● Problem 1: Scale the records, starting at the line that contains "entrance shown in this photo." and continuing through the last line of the records. Reproduce those lines with their requests, but multiply each coordinate in the answers by 0.25 and round to whole numbers, with halves rounding up.

● Supplied text:
^^^^^^^^

[simuPOP-devel] SF.net SVN: simupop:[4997] trunk/src

[<bpe...@us...>]

Revision: 4997
          http://sourceforge.net/p/simupop/code/4997
Author:   bpeng2000
Date:     2016-01-16 07:13:35 +0000 (Sat, 16 Jan 2016)
Log Message:
-----------
Initial support for migration with backward migration matrix

Modified Paths:
--------------
    trunk/src/__init__.py
    trunk/src/migrator.cpp
    trunk/src/migrator.h

Modified: trunk/src/__init__.py
===================================================================
--- trunk/src/__init__.py	2015-11-01 03:09:25 UTC (rev 4996)
+++ trunk/src/__init__.py	2016-01-16 07:13:35 UTC (rev 4997)
@@ -166,6 +166,7 @@
     'InfoExec',
     #
     'Migrator',
+    'BackwardMigrator',
     'MergeSubPops',
     'SplitSubPops',
     'ResizeSubPops',
@@ -245,6 +246,7 @@
     'tagID',
     #
     'migrate',
+    'backwardMigrate',
     'resizeSubPops',
     'splitSubPops',
     'mergeSubPops',
@@ -1132,6 +1134,10 @@
     'Function form of operator ``Migrator``.'
     Migrator(*args, **kwargs).apply(pop)
 
+def backwardMigrate(pop, *args, **kwargs):
+    'Function form of operator ``BackwardMigrator``.'
+    BackwardMigrator(*args, **kwargs).apply(pop)
+
 def splitSubPops(pop, *args, **kwargs):
     '''Split subpopulations (*subPops*) of population *pop* according to either
     *sizes* or *proportions* of the resulting subpopulations, or an information

Modified: trunk/src/migrator.cpp
===================================================================
--- trunk/src/migrator.cpp	2015-11-01 03:09:25 UTC (rev 4996)
+++ trunk/src/migrator.cpp	2016-01-16 07:13:35 UTC (rev 4997)
@@ -26,6 +26,9 @@
 #include "virtualSubPop.h"
 #include "migrator.h"
 
+#include <boost/numeric/ublas/lu.hpp>
+#include <boost/numeric/ublas/io.hpp>
+
 namespace simuPOP {
 
 Migrator::Migrator(const floatMatrix & rate, int mode, const uintList & toSubPops,
@@ -145,7 +148,6 @@
 		}
 	}
 
-
 	for (size_t from = 0, fromEnd = fromSubPops.size(); from < fromEnd; ++from) {
 		size_t spFrom = fromSubPops[from].subPop();
 		// rateSize might be toSize + 1, the last one is from->from
@@ -264,6 +266,243 @@
 }
 
 
+
+BackwardMigrator::BackwardMigrator(const floatMatrix & rate, int mode, 
+	int begin, int end, int step, const intList & at,
+	const intList & reps, const subPopList & subPops, const stringList & infoFields)

^^^^^^^^

● Dataset content:

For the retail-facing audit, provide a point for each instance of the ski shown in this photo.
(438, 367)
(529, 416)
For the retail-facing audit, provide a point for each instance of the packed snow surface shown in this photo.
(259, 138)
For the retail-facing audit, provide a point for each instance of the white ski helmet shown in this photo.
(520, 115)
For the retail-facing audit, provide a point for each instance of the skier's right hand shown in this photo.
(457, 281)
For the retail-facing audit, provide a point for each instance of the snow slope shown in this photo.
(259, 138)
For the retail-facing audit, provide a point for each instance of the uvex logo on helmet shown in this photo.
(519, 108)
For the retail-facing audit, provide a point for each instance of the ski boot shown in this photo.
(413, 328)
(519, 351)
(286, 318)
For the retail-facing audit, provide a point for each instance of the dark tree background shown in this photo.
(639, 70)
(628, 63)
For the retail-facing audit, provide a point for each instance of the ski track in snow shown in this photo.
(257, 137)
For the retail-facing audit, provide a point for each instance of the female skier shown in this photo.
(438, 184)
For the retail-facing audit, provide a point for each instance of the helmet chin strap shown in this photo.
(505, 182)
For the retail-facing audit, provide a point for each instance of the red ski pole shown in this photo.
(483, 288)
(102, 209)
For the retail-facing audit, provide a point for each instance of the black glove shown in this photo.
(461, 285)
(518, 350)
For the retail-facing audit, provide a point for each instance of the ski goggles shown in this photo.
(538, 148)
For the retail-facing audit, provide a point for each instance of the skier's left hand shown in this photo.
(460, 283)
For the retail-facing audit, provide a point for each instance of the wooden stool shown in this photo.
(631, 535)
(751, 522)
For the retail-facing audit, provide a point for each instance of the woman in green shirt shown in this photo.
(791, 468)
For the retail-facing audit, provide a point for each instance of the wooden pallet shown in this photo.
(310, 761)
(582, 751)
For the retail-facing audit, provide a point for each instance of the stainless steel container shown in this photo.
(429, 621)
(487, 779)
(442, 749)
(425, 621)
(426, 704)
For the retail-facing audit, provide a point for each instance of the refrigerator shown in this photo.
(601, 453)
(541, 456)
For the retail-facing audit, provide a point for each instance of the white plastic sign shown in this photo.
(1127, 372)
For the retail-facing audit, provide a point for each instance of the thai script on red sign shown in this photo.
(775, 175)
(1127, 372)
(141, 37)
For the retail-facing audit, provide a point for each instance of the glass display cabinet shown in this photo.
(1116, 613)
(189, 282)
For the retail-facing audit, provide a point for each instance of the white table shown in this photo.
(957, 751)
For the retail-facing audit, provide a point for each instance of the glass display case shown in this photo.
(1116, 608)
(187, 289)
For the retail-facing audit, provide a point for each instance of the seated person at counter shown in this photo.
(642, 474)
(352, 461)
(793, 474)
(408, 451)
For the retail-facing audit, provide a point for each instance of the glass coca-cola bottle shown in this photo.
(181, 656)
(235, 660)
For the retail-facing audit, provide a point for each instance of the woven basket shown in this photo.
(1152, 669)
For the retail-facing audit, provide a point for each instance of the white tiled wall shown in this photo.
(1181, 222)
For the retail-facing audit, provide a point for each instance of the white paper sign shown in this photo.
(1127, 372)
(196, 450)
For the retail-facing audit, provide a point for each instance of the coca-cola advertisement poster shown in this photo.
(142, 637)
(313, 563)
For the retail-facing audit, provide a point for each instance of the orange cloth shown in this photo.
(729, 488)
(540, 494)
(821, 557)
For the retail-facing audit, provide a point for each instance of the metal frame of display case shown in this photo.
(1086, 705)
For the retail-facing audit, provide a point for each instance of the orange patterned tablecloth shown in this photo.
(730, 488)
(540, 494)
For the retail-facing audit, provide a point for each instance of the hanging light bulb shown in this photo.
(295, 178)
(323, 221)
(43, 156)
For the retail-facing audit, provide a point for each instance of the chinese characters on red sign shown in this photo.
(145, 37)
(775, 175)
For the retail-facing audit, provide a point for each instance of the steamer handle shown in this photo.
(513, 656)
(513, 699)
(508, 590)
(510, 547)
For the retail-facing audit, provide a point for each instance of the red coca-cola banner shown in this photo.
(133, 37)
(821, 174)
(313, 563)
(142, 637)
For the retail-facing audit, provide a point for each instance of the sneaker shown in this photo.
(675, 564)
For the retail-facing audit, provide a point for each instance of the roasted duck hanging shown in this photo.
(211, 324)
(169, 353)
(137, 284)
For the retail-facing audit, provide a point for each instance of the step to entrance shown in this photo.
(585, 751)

^^^^^^^^

● Problem 2: In the commit notice, what log message is given for revision 4997?

● Written response 1:
For the retail-facing audit, provide a point for each instance of the step to entrance shown in this photo.
(146, 188)

● Written response 2: Initial support for migration with backward migration matrix